**Document segment**:
25th ORDINARY GENERAL MEETING OF SHAREHOLDERS OF CINKARNA CELJE, d.d.

which will be held on Tuesday, 15 June 2021, at 2 p.m. in the premises of the multi-purpose building at the address of the registered office of the Company at Kidričeva ulica 26, Celje

with the following agenda:

1 Opening of the General Meeting, election of working bodies and establishment of the presence.

RESOLUTION PROPOSAL No. 1:

The presence at the General Meeting is established, Stojan Zdolšek, Chairman of the General Meeting, and IXTLAN FORUM, d.o.o., a vote counter are approved. The meeting shall be attended by Katja Fink, a notary public.

2 Notification of the General Meeting of the audited annual report for 2020, remunerations received by the members of management and supervisory bodies in 2020, the report of the Supervisory Board, the decision on the distribution of the accumulated profit and the granting of discharge to the members of the Management Board and the Supervisory Board for 2020.

RESOLUTION PROPOSAL No. 2.1:

The General Meeting is notified of the audited annual report for 2020, the remunerations received by the members of the management body in 2020 in the total gross amount of EUR 1,149,153, remunerations received by the members of the supervisory body in 2020 in the total gross amount of EUR 121,410 and the report of the Supervisory Board.

RESOLUTION PROPOSAL No. 2.2:

In accordance with the proposal of the Management Board and the Supervisory Board, the accumulated profit in the amount of EUR 16,522,136 shall be used for the following purposes:

  • A portion of the accumulated profit in the amount of EUR 8,614,144 EUR shall be used for the payment of dividends in the gross value of EUR 11,00 per share.
  • The remaining accumulated profit in the amount of EUR 7,907,992 shall be transferred to the 2021 financial year as retained earnings.

The Company shall pay out the dividends on 24 June 2021 to the shareholders entered in the register kept by KDD as of 23 June 2021.

RESOLUTION PROPOSAL No. 2.3:

The General Meeting shall grant discharge to the members of the Management Board for the 2020 financial year.

RESOLUTION PROPOSAL No. 2.4:

The General Meeting shall grant discharge to the members of the Supervisory Board for the 2020 financial year.

3 Amendments to the Articles of Association of Cinkarna Celje, d.d.

RESOLUTION PROPOSAL No. 3.1:

Article 5 of the Articles of Association is amended and now reads as follows:

»The Company's share capital amounts to EUR 19,900,475.72 and it is composed of 794,825 ordinary registered freely transferable no par value shares. «

RESOLUTION PROPOSAL No. 3.2:

Article 56 the Articles of Association is supplemented with additional paragraphs 2, 3, 4 and 5.

The amended Article 56 of the Articles of Association now reads as follows:

»The General Meeting shall as a rule be conducted at the address of the Company's registered office.

The Management Board is entitled to state in the notice convening the General Meeting, with the consent of the Management Board, that the shareholders are allowed to participate in and vote at the General Meeting by using electronic devices without being physically present (electronic General Meeting).

Entries taken from a collection:
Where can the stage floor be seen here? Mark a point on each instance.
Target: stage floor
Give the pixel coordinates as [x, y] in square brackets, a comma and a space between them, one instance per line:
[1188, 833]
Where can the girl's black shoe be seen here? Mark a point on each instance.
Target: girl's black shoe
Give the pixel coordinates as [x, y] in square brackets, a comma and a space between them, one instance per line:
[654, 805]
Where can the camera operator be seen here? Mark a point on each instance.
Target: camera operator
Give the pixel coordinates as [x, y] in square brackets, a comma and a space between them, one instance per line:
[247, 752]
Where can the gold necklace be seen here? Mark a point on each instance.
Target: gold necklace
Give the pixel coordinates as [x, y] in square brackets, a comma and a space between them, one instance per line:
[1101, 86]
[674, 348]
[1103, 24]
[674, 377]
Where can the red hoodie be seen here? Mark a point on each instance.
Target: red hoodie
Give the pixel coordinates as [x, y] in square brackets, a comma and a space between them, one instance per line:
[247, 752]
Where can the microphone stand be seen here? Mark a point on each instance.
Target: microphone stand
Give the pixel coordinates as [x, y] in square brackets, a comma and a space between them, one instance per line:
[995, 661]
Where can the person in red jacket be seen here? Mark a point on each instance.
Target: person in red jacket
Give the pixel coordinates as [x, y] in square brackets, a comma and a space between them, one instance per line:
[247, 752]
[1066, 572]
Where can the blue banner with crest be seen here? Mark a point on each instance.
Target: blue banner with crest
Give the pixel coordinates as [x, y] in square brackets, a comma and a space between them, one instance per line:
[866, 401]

**Complete the following**:
A - On what date will the company pay out the dividends, according to the shareholders' meeting notice?
B - Copy the shareholders' meeting notice word for word, starting with "Article 56 the" and going on through "Company's registered office.".
C - Carry on the shareholders' meeting notice from where it stops.

**Answers per task**:
A - 24 June 2021

B -
Article 56 the Articles of Association is supplemented with additional paragraphs 2, 3, 4 and 5.

The amended Article 56 of the Articles of Association now reads as follows:

»The General Meeting shall as a rule be conducted at the address of the Company's registered office.

C -
The members of management or supervisory bodies may participate in the General Meeting based on the picture and sound transmission if the General Meeting is held on-line as defined in paragraph 4 of Article 297 of the ZGD-1 and in other cases as set out in the Rules of Procedure of the General Meeting.

The following rules shall be observed in the event of an electronic General Meeting:

  • The technical solution shall ensure the real-time transmission of picture and sound of the entire General Meeting; The Company shall ensure conditions to verify the identity of shareholders or their proxies in a proportionate manner with the aim of holding an electronic General Meeting that will make it possible for shareholders to exercise their voting rights in a secure way;
  • The technical solution shall be such that it allows shareholders to vote on proposed resolutions, submit counter proposals and submit statements of intent to contest resolutions in real time;
  • The Company's Management Board may define in the rules of procedure set out in paragraph 5 of this article of the Articles of Association, that the exercising of rights set out in third indent of this paragraph is conditional on a shareholder announcing their intention to exercise those rights at least by the end of the fourth day before the General Meeting;

  • The technical solution shall ensure secure electronic communication.
  • The minutes of the General Meeting shall mention how the content of the votes was established.

The Company's Management Board shall be authorised to define detailed rules of procedure for participating in and voting at an electronic General Meeting as well as other aspects of holding such a meeting and to publish those rules on the Company's website and/or in the notice convening the General Meeting.«

RESOLUTION PROPOSAL No. 3.3:

The first paragraph of Article 71 of the Articles of Association is amended and now reads as follows:

»The Company shall publish individual data or Company communications specified by an Act or by the Articles of Association on the website of the Agency of the Republic of Slovenia for Public Legal Records and Related Services (hereinafter: AJPES) or in a daily newspaper published throughout Slovenia and on the Company's website in a way stipulated by the Market in Financial Instruments Act and by other regulations. «

RESOLUTION PROPOSAL NO. 3.4:

Article 55 of the Articles of Association is amended and now reads as follows:

»Only those shareholders who are registered in the central register of dematerialised securities as at the end of the seventh day prior to the General Meeting can attend the General Meeting and vote. «

4 Appointment of a member of the Supervisory Board

RESOLUTION PROPOSAL No. 4:

The General Meeting takes note of the letter of resignation of Aleš Skok, member of the Supervisory Board, of 8 December 2020.

The General Meeting appoints Mitja Svoljšak as a member of the Supervisory Board from 16 June 2021 on for a five-year term of office acting on a proposal from the Supervisory Board.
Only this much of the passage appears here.